** Exercise data follows **
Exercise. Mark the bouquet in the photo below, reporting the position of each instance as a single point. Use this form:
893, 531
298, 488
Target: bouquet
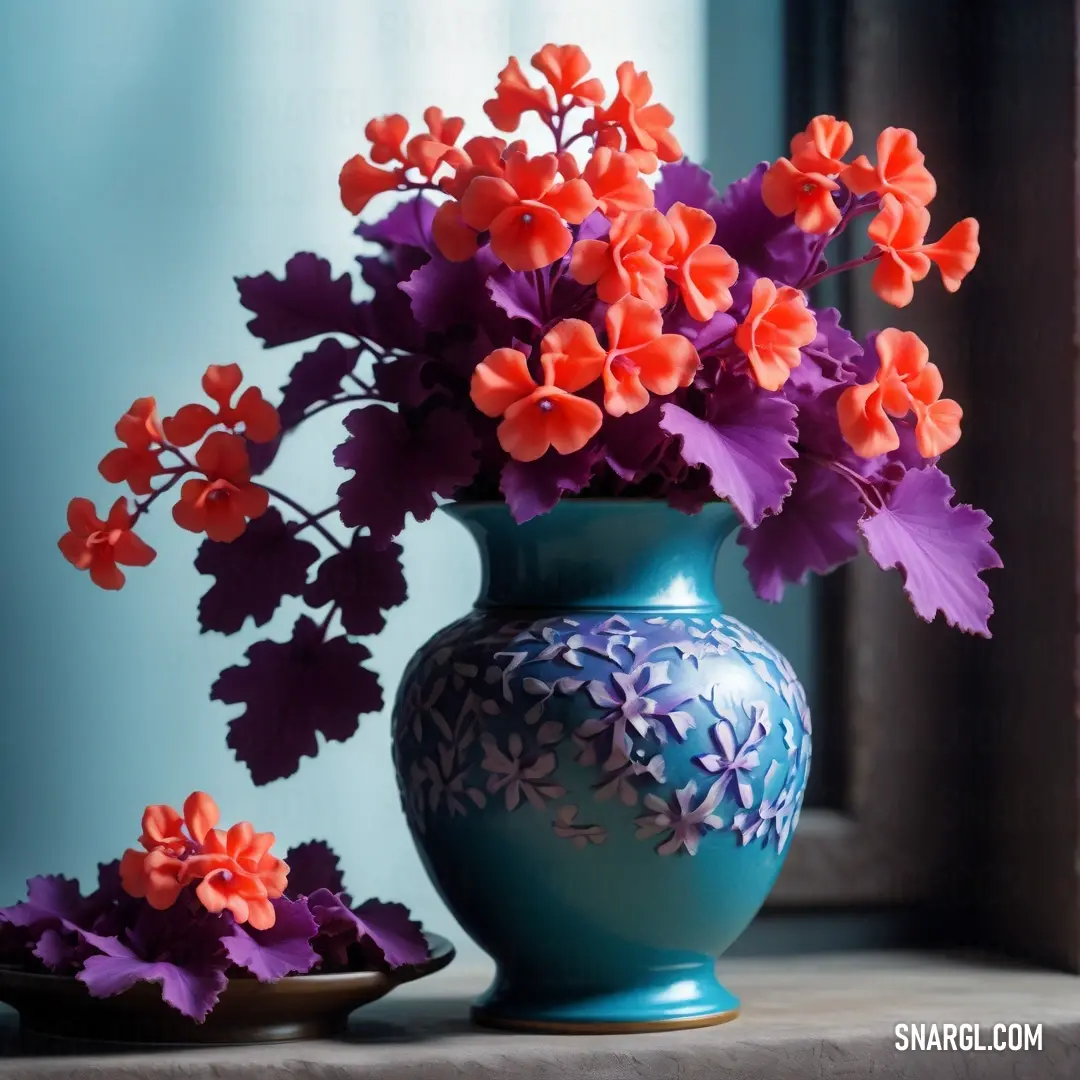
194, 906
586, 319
** End of Exercise data **
> [Exercise details]:
All the records above need to be given again word for word. Skip the pictures.

> [Task solution]:
Exercise. Mark the bouquet in the photo below, reporting the position of each instance as a single point. Use this form:
893, 531
298, 488
Target: bouquet
194, 906
586, 319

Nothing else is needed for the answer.